> **Problem description**
Copy out each line of the listing that has the word "above" in it.
Top of Provided data
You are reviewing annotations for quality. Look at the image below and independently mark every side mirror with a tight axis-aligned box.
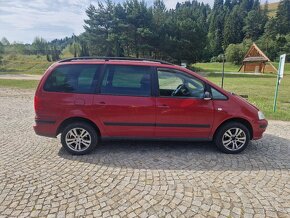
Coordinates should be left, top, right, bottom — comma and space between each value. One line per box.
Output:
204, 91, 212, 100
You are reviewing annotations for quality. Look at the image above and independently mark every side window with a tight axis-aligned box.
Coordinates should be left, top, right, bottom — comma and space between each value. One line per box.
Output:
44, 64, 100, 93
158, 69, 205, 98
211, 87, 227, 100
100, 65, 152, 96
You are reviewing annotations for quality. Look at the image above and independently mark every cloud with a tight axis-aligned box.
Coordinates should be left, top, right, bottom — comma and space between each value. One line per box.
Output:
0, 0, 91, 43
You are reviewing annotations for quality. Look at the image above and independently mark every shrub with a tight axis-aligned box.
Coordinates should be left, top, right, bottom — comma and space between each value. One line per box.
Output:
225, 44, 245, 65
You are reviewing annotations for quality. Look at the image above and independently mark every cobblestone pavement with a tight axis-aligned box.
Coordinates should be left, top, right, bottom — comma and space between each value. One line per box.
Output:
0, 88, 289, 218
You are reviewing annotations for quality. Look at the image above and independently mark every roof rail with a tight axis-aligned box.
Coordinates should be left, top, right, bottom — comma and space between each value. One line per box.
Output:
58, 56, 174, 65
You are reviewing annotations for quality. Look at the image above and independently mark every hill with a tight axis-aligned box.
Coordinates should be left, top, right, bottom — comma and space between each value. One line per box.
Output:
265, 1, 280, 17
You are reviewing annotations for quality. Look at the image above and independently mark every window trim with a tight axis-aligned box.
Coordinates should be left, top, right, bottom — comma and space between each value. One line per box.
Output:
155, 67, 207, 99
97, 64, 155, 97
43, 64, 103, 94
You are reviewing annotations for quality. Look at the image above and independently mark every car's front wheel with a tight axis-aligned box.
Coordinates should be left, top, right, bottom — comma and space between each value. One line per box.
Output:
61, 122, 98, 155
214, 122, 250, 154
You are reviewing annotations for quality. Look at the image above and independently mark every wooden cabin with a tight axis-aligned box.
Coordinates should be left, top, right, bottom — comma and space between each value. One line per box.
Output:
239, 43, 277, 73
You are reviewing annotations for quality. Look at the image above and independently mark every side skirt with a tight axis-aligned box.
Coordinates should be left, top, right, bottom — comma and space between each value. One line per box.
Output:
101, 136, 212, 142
Bottom of Provided data
> **The completed task**
You are reviewing annotations for quality. Look at the image above and independently mark every side window with a tight axis-aligned box.
You are reviewing annotations for quality. Look at the image above and independently mark every cloud with a tight axis-aligned box.
You are reviewing annotations for quality. Look at the image above and independently mark every shrub with a tight axis-aligned box.
You are reviewing annotations for quality. Look at the image above and independently mark every cobblestone pavement with a tight axis-aligned box.
You are reviewing annotations for quality. Look at the image above and independently mark every roof rail with a tight axis-aligned box.
You are reviewing annotations for quality. Look at the image above and independently mark every hill with a tight axis-aligned box.
You are reviewing annotations for quality. Look at the image above and independently mark every window trim with a tight axis-aligned box.
You are reviewing annotations for quality. Look at the image above and independently mark every car's front wheel with a tight axis-aligned box.
You are reviewing annotations for quality. Look at the image above and independently mark every wooden cabin with a tight axis-aligned box.
You are reviewing annotations for quality. Look at the image above and independently mark every side skirt with a tight axis-aligned box.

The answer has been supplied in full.